CEL ZADANIA A => Sprawdź, czy poniższe stwierdzenia zgadzają się z kodem algorytmu Huffmana: (i) klasa Node porównuje węzły według pola value; (ii) pole bits_to_save jest na początku puste; (iii) lewy węzeł zdjęty z kolejki dostaje w polu huff wartość 1. Przy każdym odpowiedz „tak” lub „nie” i przytocz dosłownie rozstrzygający fragment kodu.
CEL ZADANIA B => Kontynuuj kod algorytmu Huffmana, zaczynając zaraz po jego ostatniej linijce.

## Laboratorium 2


### Huffman's static algorithm

In [285]:
import time
import heapq
from bitarray import bitarray
from bitarray.util import ba2int, int2ba
import numpy as np
import os

Algorytm do utworzenia drzewa dla skompresowania danych - Huffman statyczny 

In [313]:
BITS_IN_BYTE = 8
BIT = 1
ONE = bitarray("00")
TWO = bitarray("01")
THREE = bitarray("10")
FOUR = bitarray("11")

class Node():
    def __init__(self, value, char = None, parent = None,
                  left = None, right = None ):
        self.left = left
        self.right = right
        self.value = value
        self.char = char
        self.huff = ''
        self.parent = parent

    def  __lt__(self, nxt):
        return self.value < nxt.value

    def __str__(self) -> str:
        return "{} {}".format(str(self.value),str(self.huff))


class StaticHuffmanTree():

    def __init__(self, filename):
        self.root = None
        self.filename = filename
        self.text = ""
        self.char_freq = dict()
        self.prefix_code = dict()
        self.bits_to_save = bitarray("10000000")
        self.bit_counter = 0


    def createHuffmanTree(self):
        self.__readAllFile()
        self.__loadChars()
        
        Q = []
        for item in self.char_freq.items():
            heapq.heappush(Q, (item[1], Node(item[1], item[0])))

        n = len(Q)
        for _ in range(n-1):
            left = heapq.heappop(Q)
            left[1].huff = 0b0
            right = heapq.heappop(Q)
            right[1].huff = 0b1
            value = left[0] + right[0]
            z = Node(value, left=left[1], right=right[1])
            heapq.heappush(Q, (value, z))
            
        self.root = heapq.heappop(Q)[1]
        
        self.__createHuffmanCode(self.root, bitarray())



    def compressData(self, file_to_write):
        self.__saveHuffmanCode(self.root)
        for i in self.text:
            self.bits_to_save.extend(self.prefix_code[i])
        self.__lastBits(len(self.bits_to_save))
        with open(file_to_write,"wb") as f:
            self.bits_to_save.tofile(f)



    def __createHuffmanCode(self, node : Node, huff_code : bitarray):
        if node.char is not None:
            self.prefix_code[node.char] = huff_code
            return
        
        code = huff_code.copy()
        if node.left is not None:
            code.append(0)
            self.__createHuffmanCode(node.left, code)

        if node.right is not None:
            code = huff_code.copy()
            code.append(1)
            self.__createHuffmanCode(node.right, code)



    def __saveHuffmanCode(self, node: Node):
        if node.char is not None:
            self.bits_to_save.append(1)
            ba = bitarray()
            ba.frombytes(node.char.encode("utf-8"))
            utf_len = len(ba) // BITS_IN_BYTE
            match utf_len:
                case 1:
                    self.bits_to_save.extend(ONE)

WIERSZE =>
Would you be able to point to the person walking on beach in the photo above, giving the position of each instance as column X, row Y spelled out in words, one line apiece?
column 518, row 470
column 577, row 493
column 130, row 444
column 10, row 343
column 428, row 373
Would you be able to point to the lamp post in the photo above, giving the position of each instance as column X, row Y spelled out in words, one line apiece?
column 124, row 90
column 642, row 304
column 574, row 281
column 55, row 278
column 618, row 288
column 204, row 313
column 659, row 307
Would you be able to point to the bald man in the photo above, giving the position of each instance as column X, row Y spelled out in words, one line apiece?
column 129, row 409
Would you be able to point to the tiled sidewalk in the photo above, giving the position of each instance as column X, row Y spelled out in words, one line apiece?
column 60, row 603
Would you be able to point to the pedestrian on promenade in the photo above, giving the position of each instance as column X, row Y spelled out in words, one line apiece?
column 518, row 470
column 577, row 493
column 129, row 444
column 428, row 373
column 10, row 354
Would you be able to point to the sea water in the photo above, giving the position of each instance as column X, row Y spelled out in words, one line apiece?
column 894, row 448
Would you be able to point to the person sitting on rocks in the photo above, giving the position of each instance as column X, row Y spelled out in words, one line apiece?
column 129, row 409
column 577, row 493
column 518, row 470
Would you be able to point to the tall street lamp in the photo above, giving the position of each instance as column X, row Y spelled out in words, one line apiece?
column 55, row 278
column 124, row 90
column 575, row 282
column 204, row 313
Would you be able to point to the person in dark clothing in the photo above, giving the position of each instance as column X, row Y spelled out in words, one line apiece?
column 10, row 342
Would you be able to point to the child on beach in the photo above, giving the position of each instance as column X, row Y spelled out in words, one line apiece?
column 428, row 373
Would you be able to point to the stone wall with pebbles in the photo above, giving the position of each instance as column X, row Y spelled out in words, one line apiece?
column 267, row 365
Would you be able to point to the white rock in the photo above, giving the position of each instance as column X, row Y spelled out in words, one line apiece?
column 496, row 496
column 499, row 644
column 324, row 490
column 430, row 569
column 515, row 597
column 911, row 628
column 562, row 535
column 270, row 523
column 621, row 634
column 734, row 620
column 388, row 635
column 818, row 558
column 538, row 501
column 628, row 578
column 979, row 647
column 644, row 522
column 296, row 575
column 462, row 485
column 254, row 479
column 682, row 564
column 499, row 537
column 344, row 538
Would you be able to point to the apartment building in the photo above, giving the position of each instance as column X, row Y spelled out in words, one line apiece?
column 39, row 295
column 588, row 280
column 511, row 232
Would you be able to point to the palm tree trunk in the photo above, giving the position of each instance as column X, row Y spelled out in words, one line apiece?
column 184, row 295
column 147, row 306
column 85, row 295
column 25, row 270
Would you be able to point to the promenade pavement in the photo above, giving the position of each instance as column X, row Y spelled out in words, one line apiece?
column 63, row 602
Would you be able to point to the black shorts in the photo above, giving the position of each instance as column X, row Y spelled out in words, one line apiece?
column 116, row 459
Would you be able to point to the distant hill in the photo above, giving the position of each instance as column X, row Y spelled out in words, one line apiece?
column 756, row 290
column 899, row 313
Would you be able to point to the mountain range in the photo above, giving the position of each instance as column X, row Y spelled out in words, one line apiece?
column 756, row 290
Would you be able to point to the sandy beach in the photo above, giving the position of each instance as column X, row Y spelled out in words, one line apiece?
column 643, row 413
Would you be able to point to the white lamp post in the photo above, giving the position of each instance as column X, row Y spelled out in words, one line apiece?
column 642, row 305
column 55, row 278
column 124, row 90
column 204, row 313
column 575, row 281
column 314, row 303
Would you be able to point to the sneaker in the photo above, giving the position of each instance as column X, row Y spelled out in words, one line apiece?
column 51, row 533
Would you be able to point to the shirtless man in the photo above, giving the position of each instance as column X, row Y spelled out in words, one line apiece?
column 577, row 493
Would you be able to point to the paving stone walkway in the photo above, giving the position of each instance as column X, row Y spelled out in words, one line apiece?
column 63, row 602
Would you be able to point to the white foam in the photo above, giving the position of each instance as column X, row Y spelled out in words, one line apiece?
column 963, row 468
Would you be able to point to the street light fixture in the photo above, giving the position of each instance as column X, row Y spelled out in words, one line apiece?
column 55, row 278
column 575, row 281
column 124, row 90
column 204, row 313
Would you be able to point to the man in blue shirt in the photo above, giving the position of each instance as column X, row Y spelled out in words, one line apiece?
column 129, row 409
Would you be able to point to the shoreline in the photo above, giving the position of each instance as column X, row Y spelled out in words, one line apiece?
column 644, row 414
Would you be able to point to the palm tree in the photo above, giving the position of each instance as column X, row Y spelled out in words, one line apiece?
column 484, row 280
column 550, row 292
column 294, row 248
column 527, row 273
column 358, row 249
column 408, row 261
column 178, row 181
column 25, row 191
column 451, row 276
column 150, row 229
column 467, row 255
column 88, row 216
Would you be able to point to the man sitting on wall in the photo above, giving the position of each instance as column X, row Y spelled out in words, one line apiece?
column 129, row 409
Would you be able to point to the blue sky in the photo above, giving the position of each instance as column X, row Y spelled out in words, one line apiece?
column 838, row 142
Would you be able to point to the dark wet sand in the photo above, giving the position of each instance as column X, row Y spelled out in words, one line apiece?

WYNIK ĆWICZENIA A =>
(i) Tak: „return self.value < nxt.value”.
(ii) Nie: „self.bits_to_save = bitarray("10000000")”.
(iii) Nie: „left[1].huff = 0b0”.

WYNIK ĆWICZENIA B =>
                case 2:
                    self.bits_to_save.extend(TWO)
                case 3:
                    self.bits_to_save.extend(THREE)
                case 4:
                    self.bits_to_save.extend(FOUR)

            self.bits_to_save.extend(ba)
            return

        if node.left is not None:
            self.bits_to_save.append(0)
            self.__saveHuffmanCode(node.left)
            
        if node.right is not None:
            self.bits_to_save.append(0)
            self.__saveHuffmanCode(node.right)


    
    def __lastBits(self, num : int):
        # kalamarnica to ladna ryba :"DDDD
        x = int2ba(self.bits_to_save.fill())
        i = x.fill()
        x >>= i
        self.bits_to_save[:BITS_IN_BYTE] = x


    def __readAllFile(self):
        with open(self.filename, "r") as f:
            self.text = f.read()
    


    # decompressing

    def decompressData(self, file_to_write):
        data = bitarray()
        with open(self.filename, "rb") as f:
            data.fromfile(f)
            self.__restoreHuffman(data, file_to_write)
    

    def __restoreHuffman(self, data: bitarray, file_to_write):
        
        byte = self.__getNBytes(data, 1)
        last_bits = ba2int(byte)
        n = len(data) - last_bits

        self.root = Node(0)
        self.__recHuffTree(data, self.root)
        self.bit_counter -= 1
        self.prefix_code = dict()
        self.__createHuffmanCode(self.root, bitarray())
        self.__ba2Txt(data, n, file_to_write)



    def __recHuffTree(self, data: bitarray, vert: Node):
        if vert.left is not None and vert.right is not None:
            return
        bit = self.__getBit(data)
        if bit == 1:
            len_bytes = ba2int(self.__getNBit(data, 2)) + 1
            byte = self.__getNBytes(data, len_bytes)
            vert.char = bitarray(byte).tobytes().decode("utf-8")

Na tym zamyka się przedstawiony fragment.